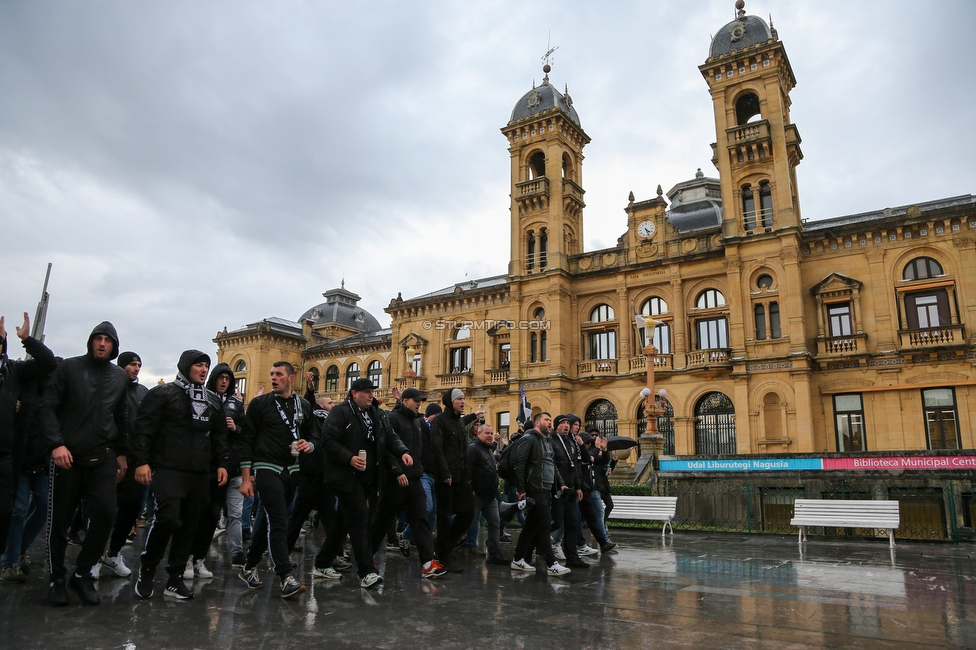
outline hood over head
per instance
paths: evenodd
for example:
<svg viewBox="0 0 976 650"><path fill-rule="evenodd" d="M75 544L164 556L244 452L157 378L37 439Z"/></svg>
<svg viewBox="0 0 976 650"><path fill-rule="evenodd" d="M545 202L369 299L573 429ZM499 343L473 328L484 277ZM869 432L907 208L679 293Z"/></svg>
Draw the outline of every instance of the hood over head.
<svg viewBox="0 0 976 650"><path fill-rule="evenodd" d="M115 325L112 325L112 323L108 322L107 320L104 320L96 325L95 329L93 329L91 334L88 335L88 356L92 356L92 339L95 338L96 334L105 334L112 339L112 343L115 344L112 347L112 356L108 358L109 361L112 361L115 359L115 357L119 356L119 333L115 331Z"/></svg>
<svg viewBox="0 0 976 650"><path fill-rule="evenodd" d="M176 369L180 371L183 378L189 381L190 379L190 366L197 363L198 361L206 361L209 365L210 355L206 352L200 352L200 350L187 350L180 355L180 360L176 364Z"/></svg>
<svg viewBox="0 0 976 650"><path fill-rule="evenodd" d="M192 365L192 364L191 364ZM224 362L218 363L210 370L210 375L207 377L207 388L213 392L217 392L217 378L221 375L227 375L230 377L230 386L227 387L227 395L237 394L237 378L234 376L234 371L230 369L230 366Z"/></svg>
<svg viewBox="0 0 976 650"><path fill-rule="evenodd" d="M444 410L445 411L447 409L453 410L454 400L456 400L459 397L464 397L464 391L462 391L460 388L451 388L448 391L446 391L444 393L444 397L441 398L441 402L446 407Z"/></svg>

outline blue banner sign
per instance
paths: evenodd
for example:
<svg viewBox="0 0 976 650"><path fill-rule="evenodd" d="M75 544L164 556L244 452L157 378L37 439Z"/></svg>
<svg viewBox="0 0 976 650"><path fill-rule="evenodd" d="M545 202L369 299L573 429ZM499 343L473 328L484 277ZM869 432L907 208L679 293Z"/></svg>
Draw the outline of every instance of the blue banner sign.
<svg viewBox="0 0 976 650"><path fill-rule="evenodd" d="M662 460L662 472L775 472L822 470L822 458L742 458Z"/></svg>

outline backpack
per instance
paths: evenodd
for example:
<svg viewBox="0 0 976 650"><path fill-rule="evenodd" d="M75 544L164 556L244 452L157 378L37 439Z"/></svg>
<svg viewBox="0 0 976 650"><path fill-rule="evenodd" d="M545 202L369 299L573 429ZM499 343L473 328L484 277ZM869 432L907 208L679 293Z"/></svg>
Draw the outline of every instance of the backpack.
<svg viewBox="0 0 976 650"><path fill-rule="evenodd" d="M515 476L515 449L522 444L528 436L523 434L510 442L507 447L502 449L501 456L498 457L498 463L496 464L496 469L498 470L498 477L503 481L514 481L517 476Z"/></svg>

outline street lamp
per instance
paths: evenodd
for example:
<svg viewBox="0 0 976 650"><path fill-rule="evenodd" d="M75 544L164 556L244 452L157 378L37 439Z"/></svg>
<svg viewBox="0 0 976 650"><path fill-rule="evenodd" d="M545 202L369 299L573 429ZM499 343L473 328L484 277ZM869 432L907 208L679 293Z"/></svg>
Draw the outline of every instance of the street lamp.
<svg viewBox="0 0 976 650"><path fill-rule="evenodd" d="M655 459L664 451L664 436L657 430L657 419L664 415L664 409L657 405L656 397L664 397L667 391L663 388L654 393L654 360L657 358L657 348L654 347L654 330L660 321L654 320L651 316L641 316L634 314L635 323L638 329L644 329L647 336L647 345L641 350L644 355L644 362L647 368L647 386L641 389L640 396L644 400L644 417L647 419L647 426L644 434L640 437L641 455L651 454Z"/></svg>

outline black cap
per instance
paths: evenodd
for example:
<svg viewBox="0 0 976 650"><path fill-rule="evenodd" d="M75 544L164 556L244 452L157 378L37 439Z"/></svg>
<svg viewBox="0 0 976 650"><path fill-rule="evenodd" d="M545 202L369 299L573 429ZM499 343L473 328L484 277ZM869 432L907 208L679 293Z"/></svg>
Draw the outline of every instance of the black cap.
<svg viewBox="0 0 976 650"><path fill-rule="evenodd" d="M125 368L127 365L129 365L136 359L139 360L139 363L142 363L142 358L139 357L139 355L136 354L135 352L123 352L122 354L119 355L119 358L116 359L115 362L119 364L119 366L121 366L122 368Z"/></svg>
<svg viewBox="0 0 976 650"><path fill-rule="evenodd" d="M440 413L443 412L444 409L441 408L440 404L438 404L437 402L431 402L430 404L427 405L427 410L424 411L424 415L430 417L432 415L439 415Z"/></svg>
<svg viewBox="0 0 976 650"><path fill-rule="evenodd" d="M563 422L569 422L569 421L570 421L569 420L569 416L566 416L566 415L557 415L556 416L556 419L552 421L552 428L555 429L556 427L558 427Z"/></svg>
<svg viewBox="0 0 976 650"><path fill-rule="evenodd" d="M408 388L407 390L403 391L403 393L400 395L400 399L402 399L402 400L403 399L412 399L412 400L416 400L418 402L426 402L427 401L427 398L424 397L424 394L421 393L416 388Z"/></svg>
<svg viewBox="0 0 976 650"><path fill-rule="evenodd" d="M590 434L584 432L584 433L579 434L579 437L580 437L580 440L583 441L583 444L584 445L591 445L591 444L593 444L594 438Z"/></svg>
<svg viewBox="0 0 976 650"><path fill-rule="evenodd" d="M352 382L352 386L349 387L350 390L375 390L376 386L373 385L371 379L366 377L360 377L356 381Z"/></svg>

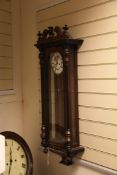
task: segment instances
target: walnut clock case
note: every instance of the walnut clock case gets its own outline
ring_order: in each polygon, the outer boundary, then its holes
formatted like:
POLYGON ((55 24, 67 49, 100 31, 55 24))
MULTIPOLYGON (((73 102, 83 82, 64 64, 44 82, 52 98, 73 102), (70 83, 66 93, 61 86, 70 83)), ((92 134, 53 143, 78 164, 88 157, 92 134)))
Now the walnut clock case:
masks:
POLYGON ((29 146, 18 134, 11 131, 5 136, 5 172, 2 175, 32 175, 33 159, 29 146))
POLYGON ((48 27, 35 45, 41 66, 42 146, 71 165, 84 151, 79 143, 77 52, 83 43, 72 39, 68 27, 48 27))

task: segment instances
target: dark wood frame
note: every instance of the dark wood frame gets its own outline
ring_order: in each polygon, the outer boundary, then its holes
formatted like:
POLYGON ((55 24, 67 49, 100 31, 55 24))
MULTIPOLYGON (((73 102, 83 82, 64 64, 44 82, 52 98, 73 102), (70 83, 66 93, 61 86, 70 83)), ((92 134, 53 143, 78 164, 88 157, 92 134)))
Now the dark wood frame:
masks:
POLYGON ((27 158, 28 167, 27 167, 26 175, 32 175, 33 174, 33 157, 32 157, 32 153, 26 141, 20 135, 16 134, 15 132, 4 131, 4 132, 1 132, 0 134, 4 135, 5 139, 13 139, 21 145, 21 147, 23 148, 25 152, 26 158, 27 158))
POLYGON ((78 119, 78 94, 77 94, 77 51, 83 43, 81 39, 71 39, 68 33, 68 27, 65 25, 63 29, 56 26, 48 27, 43 33, 39 32, 39 38, 35 45, 39 50, 39 59, 41 66, 41 100, 42 100, 42 146, 44 152, 48 149, 62 156, 61 163, 71 165, 72 158, 79 152, 83 152, 84 148, 79 143, 79 119, 78 119), (59 51, 63 56, 64 65, 64 129, 65 142, 63 144, 52 142, 49 138, 49 68, 48 55, 53 51, 59 51), (74 118, 75 133, 77 144, 73 144, 72 126, 70 116, 70 91, 73 91, 74 100, 74 118))

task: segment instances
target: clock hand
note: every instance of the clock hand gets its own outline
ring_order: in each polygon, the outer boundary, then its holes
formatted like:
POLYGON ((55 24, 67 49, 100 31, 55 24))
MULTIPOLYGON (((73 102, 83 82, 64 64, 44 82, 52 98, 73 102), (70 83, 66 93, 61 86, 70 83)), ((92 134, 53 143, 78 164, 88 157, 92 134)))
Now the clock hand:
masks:
POLYGON ((12 150, 11 150, 11 147, 10 147, 10 164, 12 164, 12 150))
POLYGON ((11 165, 9 166, 9 175, 10 175, 10 172, 11 172, 11 165))
POLYGON ((55 65, 58 64, 58 58, 55 58, 55 65))
POLYGON ((11 172, 11 165, 12 165, 12 150, 11 150, 11 147, 10 147, 10 166, 9 166, 9 175, 10 175, 10 172, 11 172))

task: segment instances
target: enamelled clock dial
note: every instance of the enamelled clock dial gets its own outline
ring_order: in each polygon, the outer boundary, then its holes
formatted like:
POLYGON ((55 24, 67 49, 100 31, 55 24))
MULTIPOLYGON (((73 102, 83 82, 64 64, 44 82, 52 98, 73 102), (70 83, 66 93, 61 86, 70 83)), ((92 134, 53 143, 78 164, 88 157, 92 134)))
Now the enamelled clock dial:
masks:
POLYGON ((55 74, 60 74, 63 71, 62 55, 59 52, 51 54, 51 66, 55 74))
POLYGON ((2 175, 32 175, 32 154, 18 134, 5 131, 5 171, 2 175))

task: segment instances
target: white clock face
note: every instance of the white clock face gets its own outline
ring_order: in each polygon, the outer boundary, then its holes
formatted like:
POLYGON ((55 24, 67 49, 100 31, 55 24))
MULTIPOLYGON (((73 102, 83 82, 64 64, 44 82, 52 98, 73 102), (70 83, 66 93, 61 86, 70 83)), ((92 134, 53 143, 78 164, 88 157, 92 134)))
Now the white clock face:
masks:
POLYGON ((51 54, 51 66, 55 74, 60 74, 63 71, 62 55, 59 52, 51 54))
POLYGON ((12 139, 5 141, 5 172, 3 175, 26 175, 27 158, 21 145, 12 139))

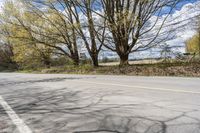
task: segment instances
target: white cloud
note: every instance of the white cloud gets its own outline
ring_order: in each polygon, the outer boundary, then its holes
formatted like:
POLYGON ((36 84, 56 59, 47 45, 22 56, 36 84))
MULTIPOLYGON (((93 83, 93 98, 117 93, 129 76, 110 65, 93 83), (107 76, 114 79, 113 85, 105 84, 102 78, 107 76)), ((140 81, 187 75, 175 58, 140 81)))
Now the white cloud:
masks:
MULTIPOLYGON (((175 11, 173 14, 171 14, 166 23, 164 28, 162 29, 162 32, 169 32, 174 35, 175 38, 172 40, 168 40, 167 42, 163 42, 164 45, 167 45, 172 48, 172 51, 174 53, 184 53, 185 52, 185 41, 191 38, 195 34, 195 28, 194 28, 194 17, 200 15, 200 1, 197 1, 195 3, 188 3, 182 7, 181 10, 175 11), (173 31, 173 32, 171 32, 173 31)), ((165 19, 166 16, 162 16, 159 19, 159 22, 157 23, 157 26, 154 28, 155 31, 160 27, 161 23, 165 19)), ((152 17, 150 20, 150 23, 154 23, 157 19, 157 16, 152 17)), ((152 31, 147 36, 152 36, 152 34, 155 34, 152 31)), ((145 38, 145 37, 144 37, 145 38)), ((162 37, 161 37, 162 38, 162 37)), ((144 42, 144 40, 142 40, 144 42)), ((148 42, 146 42, 148 43, 148 42)), ((162 45, 162 44, 161 44, 162 45)), ((163 47, 163 46, 161 46, 163 47)), ((130 58, 154 58, 160 56, 160 51, 162 49, 160 48, 152 48, 147 51, 142 52, 135 52, 130 55, 130 58)), ((112 52, 105 52, 104 56, 109 56, 109 54, 112 52)), ((173 55, 172 55, 173 56, 173 55)))
POLYGON ((4 3, 4 2, 5 2, 4 0, 0 0, 0 12, 1 12, 1 10, 2 10, 3 3, 4 3))
MULTIPOLYGON (((3 6, 4 2, 5 2, 5 0, 0 0, 0 7, 3 6)), ((176 29, 177 27, 179 27, 179 29, 175 31, 176 38, 168 41, 167 43, 170 46, 175 46, 175 45, 183 46, 183 48, 180 49, 180 52, 184 52, 185 41, 195 34, 194 27, 191 25, 192 19, 190 19, 190 18, 200 14, 200 10, 197 10, 198 7, 200 8, 200 1, 184 5, 181 10, 176 11, 175 13, 170 15, 170 17, 167 21, 167 25, 170 25, 170 26, 166 26, 167 28, 163 29, 163 30, 167 31, 169 29, 176 29), (179 22, 181 22, 181 23, 179 23, 179 22), (179 23, 179 24, 174 26, 174 25, 172 25, 173 23, 179 23), (187 25, 187 26, 181 27, 181 25, 187 25)), ((0 11, 1 11, 1 8, 0 8, 0 11)), ((81 18, 85 19, 83 15, 81 16, 81 18)), ((98 18, 96 18, 96 16, 95 16, 95 19, 98 20, 98 18)), ((152 21, 153 21, 153 19, 152 19, 152 21)), ((161 18, 161 21, 162 21, 162 18, 161 18)), ((158 53, 157 49, 154 49, 154 50, 149 50, 149 51, 145 51, 145 52, 140 52, 140 54, 135 53, 135 54, 132 54, 131 56, 135 57, 134 55, 140 55, 140 57, 141 57, 141 55, 142 55, 142 57, 144 57, 144 58, 151 58, 151 57, 155 57, 155 56, 159 55, 157 53, 158 53)), ((105 55, 108 55, 108 54, 109 54, 109 52, 105 55)))
MULTIPOLYGON (((186 40, 191 38, 196 33, 194 17, 197 15, 200 15, 200 1, 188 3, 184 5, 181 10, 177 10, 169 16, 162 32, 168 32, 170 30, 173 31, 171 34, 175 35, 175 38, 167 41, 166 43, 169 47, 180 46, 180 48, 172 48, 175 52, 185 52, 186 40)), ((160 23, 163 21, 163 18, 160 19, 160 23)), ((155 18, 153 17, 151 21, 155 21, 154 19, 155 18)), ((153 58, 160 56, 160 52, 157 48, 153 48, 151 50, 131 54, 130 58, 141 58, 141 55, 142 58, 153 58)))
POLYGON ((176 40, 179 40, 179 43, 183 44, 187 39, 195 34, 194 17, 200 15, 199 9, 200 1, 197 1, 193 4, 189 3, 184 5, 180 11, 176 11, 170 16, 168 20, 169 24, 178 23, 177 25, 169 28, 178 28, 176 30, 176 40))

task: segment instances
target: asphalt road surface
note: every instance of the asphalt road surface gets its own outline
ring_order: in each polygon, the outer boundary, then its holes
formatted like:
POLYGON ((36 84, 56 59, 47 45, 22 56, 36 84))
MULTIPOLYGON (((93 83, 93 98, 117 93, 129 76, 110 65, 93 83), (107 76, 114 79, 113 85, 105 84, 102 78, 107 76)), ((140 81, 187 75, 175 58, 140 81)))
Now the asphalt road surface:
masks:
POLYGON ((200 133, 200 78, 0 73, 0 133, 200 133))

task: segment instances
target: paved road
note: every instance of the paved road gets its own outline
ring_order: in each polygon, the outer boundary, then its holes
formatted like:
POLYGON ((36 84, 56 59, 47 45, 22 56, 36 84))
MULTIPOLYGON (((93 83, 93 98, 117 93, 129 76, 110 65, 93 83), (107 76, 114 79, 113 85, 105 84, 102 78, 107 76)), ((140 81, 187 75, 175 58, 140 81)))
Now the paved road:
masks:
POLYGON ((200 79, 0 73, 0 133, 200 133, 200 79))

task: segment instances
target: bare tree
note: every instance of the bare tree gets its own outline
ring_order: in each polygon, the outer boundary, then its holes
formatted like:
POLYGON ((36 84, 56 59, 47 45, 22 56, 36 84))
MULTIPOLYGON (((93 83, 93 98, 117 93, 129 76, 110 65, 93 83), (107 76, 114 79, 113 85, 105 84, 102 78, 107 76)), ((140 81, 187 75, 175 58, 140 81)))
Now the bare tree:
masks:
POLYGON ((123 66, 130 53, 166 40, 159 36, 169 34, 162 28, 179 1, 21 0, 22 12, 35 20, 13 13, 7 22, 23 27, 32 41, 56 49, 56 54, 72 59, 75 65, 79 64, 82 42, 94 66, 99 65, 102 46, 116 52, 123 66))
POLYGON ((130 53, 152 47, 179 1, 102 0, 104 17, 114 42, 114 45, 106 44, 105 47, 117 52, 120 65, 127 65, 130 53), (168 9, 165 14, 164 9, 168 9), (162 21, 159 19, 161 16, 162 21))
MULTIPOLYGON (((11 14, 10 24, 23 27, 31 35, 31 40, 53 48, 56 54, 70 58, 74 65, 79 65, 77 35, 73 28, 76 21, 72 12, 64 14, 58 7, 59 1, 21 0, 23 13, 37 18, 34 21, 23 19, 21 14, 11 14), (13 18, 15 23, 13 23, 13 18), (47 41, 48 40, 48 41, 47 41)), ((26 38, 27 39, 27 38, 26 38)))
MULTIPOLYGON (((32 12, 57 30, 56 33, 45 33, 45 36, 51 35, 51 40, 55 40, 55 37, 52 37, 52 35, 56 36, 56 39, 61 38, 62 41, 58 41, 57 44, 66 44, 70 54, 63 51, 61 47, 53 47, 72 58, 74 62, 78 64, 79 56, 77 42, 80 42, 81 40, 87 48, 93 61, 93 66, 99 65, 98 55, 104 43, 105 22, 103 21, 101 26, 95 24, 92 8, 94 7, 94 4, 97 3, 95 3, 94 0, 33 0, 31 2, 25 0, 25 3, 32 12), (38 7, 38 4, 42 7, 38 7), (47 12, 49 12, 49 10, 53 12, 53 15, 56 16, 57 20, 52 20, 52 18, 48 16, 47 12), (81 20, 81 14, 86 17, 86 20, 81 20), (87 33, 89 33, 89 35, 87 35, 87 33)), ((40 26, 39 28, 45 29, 48 27, 40 26)))
POLYGON ((80 12, 75 11, 77 23, 80 23, 77 31, 87 48, 93 66, 98 66, 98 55, 105 41, 106 30, 105 19, 95 12, 95 7, 101 7, 101 3, 97 0, 71 0, 71 2, 74 5, 74 9, 78 8, 80 10, 80 12), (80 20, 80 14, 85 17, 83 22, 80 20), (95 20, 94 15, 97 15, 99 19, 95 20))

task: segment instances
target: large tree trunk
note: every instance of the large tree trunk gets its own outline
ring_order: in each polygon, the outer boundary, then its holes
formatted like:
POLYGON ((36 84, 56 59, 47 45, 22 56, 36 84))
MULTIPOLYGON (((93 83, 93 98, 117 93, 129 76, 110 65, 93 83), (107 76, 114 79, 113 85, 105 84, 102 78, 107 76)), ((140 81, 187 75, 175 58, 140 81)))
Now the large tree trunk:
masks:
POLYGON ((129 65, 129 61, 128 61, 128 58, 129 58, 129 54, 122 54, 122 55, 119 55, 120 57, 120 66, 128 66, 129 65))
POLYGON ((50 60, 44 59, 43 62, 44 62, 44 65, 45 65, 46 68, 50 68, 51 67, 51 61, 50 60))
POLYGON ((78 52, 74 53, 72 56, 72 61, 75 66, 78 66, 80 63, 78 52))
POLYGON ((93 65, 94 67, 98 67, 98 66, 99 66, 98 54, 93 54, 93 55, 91 56, 91 58, 92 58, 92 65, 93 65))
POLYGON ((91 50, 88 50, 91 52, 91 58, 92 58, 92 64, 94 67, 99 66, 98 62, 98 50, 97 50, 97 44, 96 44, 96 36, 95 36, 95 26, 93 22, 92 17, 92 10, 90 9, 91 6, 91 0, 88 0, 86 3, 86 9, 87 9, 87 19, 88 19, 88 28, 90 33, 90 39, 91 39, 91 50))

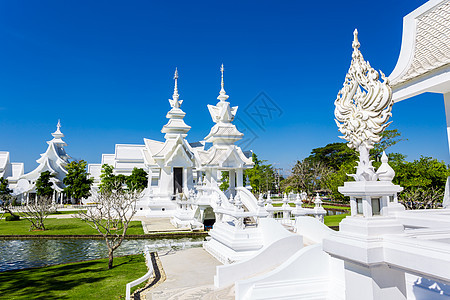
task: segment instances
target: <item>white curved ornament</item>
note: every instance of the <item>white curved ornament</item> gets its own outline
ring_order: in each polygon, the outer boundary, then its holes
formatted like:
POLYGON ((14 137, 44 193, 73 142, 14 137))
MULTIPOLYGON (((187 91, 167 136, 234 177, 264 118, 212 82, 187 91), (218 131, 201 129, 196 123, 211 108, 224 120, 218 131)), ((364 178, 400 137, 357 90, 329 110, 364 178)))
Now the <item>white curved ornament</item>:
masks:
POLYGON ((392 115, 392 90, 389 80, 380 71, 378 74, 359 51, 358 31, 355 29, 352 43, 353 53, 344 86, 334 101, 335 121, 341 138, 348 146, 359 152, 356 181, 375 181, 378 176, 369 159, 369 150, 380 142, 380 134, 389 126, 392 115), (383 82, 379 80, 379 76, 383 82))

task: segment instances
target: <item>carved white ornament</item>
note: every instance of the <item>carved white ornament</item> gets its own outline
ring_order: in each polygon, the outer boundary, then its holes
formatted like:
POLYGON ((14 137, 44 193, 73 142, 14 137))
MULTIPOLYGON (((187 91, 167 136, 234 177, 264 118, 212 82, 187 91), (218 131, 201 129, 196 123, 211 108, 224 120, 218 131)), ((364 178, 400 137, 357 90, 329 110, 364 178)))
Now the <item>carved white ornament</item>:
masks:
POLYGON ((352 62, 345 76, 343 88, 334 105, 335 121, 348 146, 359 152, 360 161, 355 175, 357 181, 377 180, 369 160, 369 150, 381 140, 380 134, 389 126, 392 115, 392 90, 389 80, 379 74, 359 51, 358 31, 355 29, 352 43, 352 62))

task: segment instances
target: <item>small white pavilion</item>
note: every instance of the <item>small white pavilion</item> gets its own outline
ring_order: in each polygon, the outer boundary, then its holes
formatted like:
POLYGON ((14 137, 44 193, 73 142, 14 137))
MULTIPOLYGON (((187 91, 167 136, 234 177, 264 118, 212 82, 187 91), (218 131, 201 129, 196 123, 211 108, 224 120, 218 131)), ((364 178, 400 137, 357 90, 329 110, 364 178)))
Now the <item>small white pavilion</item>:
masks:
POLYGON ((64 134, 61 132, 61 122, 58 120, 56 131, 52 133, 53 139, 48 141, 47 150, 36 160, 39 164, 33 171, 19 177, 14 193, 21 197, 22 201, 28 203, 30 196, 35 197, 36 180, 42 172, 49 171, 54 177, 51 178, 53 201, 62 203, 64 183, 63 179, 67 174, 65 169, 69 163, 70 156, 67 155, 64 147, 67 144, 62 140, 64 134))
POLYGON ((230 106, 229 96, 224 89, 223 65, 221 67, 221 89, 216 105, 208 105, 214 123, 210 133, 205 137, 206 143, 212 143, 208 150, 197 151, 200 161, 199 169, 206 173, 206 185, 217 184, 222 171, 229 173, 229 191, 235 196, 235 188, 243 187, 243 171, 253 167, 251 157, 247 157, 242 149, 234 143, 242 139, 244 134, 232 123, 238 107, 230 106))

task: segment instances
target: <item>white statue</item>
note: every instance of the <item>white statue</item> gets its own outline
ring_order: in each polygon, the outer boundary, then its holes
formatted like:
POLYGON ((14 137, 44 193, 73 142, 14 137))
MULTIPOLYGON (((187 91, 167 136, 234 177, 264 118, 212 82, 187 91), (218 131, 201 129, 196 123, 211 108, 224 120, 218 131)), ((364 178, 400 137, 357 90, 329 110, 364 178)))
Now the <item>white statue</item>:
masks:
POLYGON ((392 90, 389 80, 379 74, 365 61, 359 51, 358 31, 354 31, 352 62, 345 76, 344 87, 334 102, 334 115, 339 131, 348 146, 359 152, 356 174, 350 175, 356 181, 376 181, 377 174, 369 159, 369 150, 380 142, 380 134, 390 124, 392 115, 392 90))

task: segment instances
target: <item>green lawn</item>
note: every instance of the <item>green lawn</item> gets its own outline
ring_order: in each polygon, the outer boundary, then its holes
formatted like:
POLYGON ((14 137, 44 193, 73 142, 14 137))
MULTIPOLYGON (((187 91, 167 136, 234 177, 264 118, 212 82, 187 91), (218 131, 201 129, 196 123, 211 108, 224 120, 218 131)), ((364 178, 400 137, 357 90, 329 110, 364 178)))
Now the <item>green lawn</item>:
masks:
MULTIPOLYGON (((87 223, 76 219, 54 219, 47 218, 44 221, 45 231, 29 231, 30 222, 25 219, 19 221, 0 221, 0 235, 75 235, 75 234, 98 234, 97 230, 89 226, 87 223)), ((140 221, 132 221, 127 230, 127 234, 144 234, 140 221)))
POLYGON ((108 260, 100 259, 6 271, 0 273, 0 298, 124 299, 125 285, 145 273, 143 255, 117 257, 111 270, 108 260))
POLYGON ((345 217, 347 217, 349 215, 350 214, 325 216, 325 225, 327 225, 327 226, 339 226, 339 223, 342 221, 342 219, 344 219, 345 217))

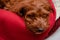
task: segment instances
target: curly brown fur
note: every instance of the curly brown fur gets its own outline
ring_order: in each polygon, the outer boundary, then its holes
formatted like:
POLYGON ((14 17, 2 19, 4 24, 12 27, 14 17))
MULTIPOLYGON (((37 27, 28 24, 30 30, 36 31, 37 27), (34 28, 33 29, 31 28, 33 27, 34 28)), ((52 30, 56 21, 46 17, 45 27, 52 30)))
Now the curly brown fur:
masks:
POLYGON ((4 9, 17 13, 25 19, 26 26, 35 34, 45 32, 49 27, 49 13, 52 8, 48 0, 2 0, 4 9))

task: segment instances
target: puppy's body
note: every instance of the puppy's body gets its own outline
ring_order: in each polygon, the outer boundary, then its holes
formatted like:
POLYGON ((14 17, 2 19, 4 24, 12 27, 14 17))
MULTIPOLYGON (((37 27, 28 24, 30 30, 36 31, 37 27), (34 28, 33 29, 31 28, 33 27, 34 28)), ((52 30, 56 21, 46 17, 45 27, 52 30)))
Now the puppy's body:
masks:
POLYGON ((17 13, 25 20, 26 27, 35 34, 49 28, 49 13, 53 12, 48 0, 1 0, 4 9, 17 13))

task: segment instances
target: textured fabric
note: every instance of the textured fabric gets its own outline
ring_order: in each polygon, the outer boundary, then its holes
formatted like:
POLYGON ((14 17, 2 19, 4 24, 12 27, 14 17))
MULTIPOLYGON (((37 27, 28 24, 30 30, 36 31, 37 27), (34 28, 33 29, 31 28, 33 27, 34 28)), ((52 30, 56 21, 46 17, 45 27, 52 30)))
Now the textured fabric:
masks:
◆ ◆ ◆ ◆
(Task objective) With the line containing "target: puppy's body" as the first, output each line through the final line of the entries above, exactly.

(Response box)
target: puppy's body
note: every instance of the puppy's body gets its own outline
ring_order: in each polygon, the outer boundary, then its holes
formatted like:
POLYGON ((14 17, 2 19, 4 24, 12 27, 14 17))
MULTIPOLYGON (((37 27, 28 24, 30 30, 36 31, 37 27), (34 28, 33 29, 31 28, 33 27, 34 28)), ((52 30, 56 21, 46 17, 45 27, 52 30)))
Now the puppy's body:
masks:
POLYGON ((17 13, 25 20, 26 27, 35 34, 49 28, 49 13, 53 12, 48 0, 1 0, 4 9, 17 13))

task: segment instances
target: textured fabric
note: every instance of the textured fabric gets its own outline
ring_order: in each polygon, the outer boundary, then its holes
formatted like:
POLYGON ((14 17, 2 19, 4 24, 12 27, 14 17))
MULTIPOLYGON (((37 27, 28 24, 30 30, 36 31, 37 27), (34 28, 33 29, 31 28, 33 27, 34 28)), ((52 30, 56 21, 46 17, 45 27, 52 30)))
Now the textured fabric:
masks:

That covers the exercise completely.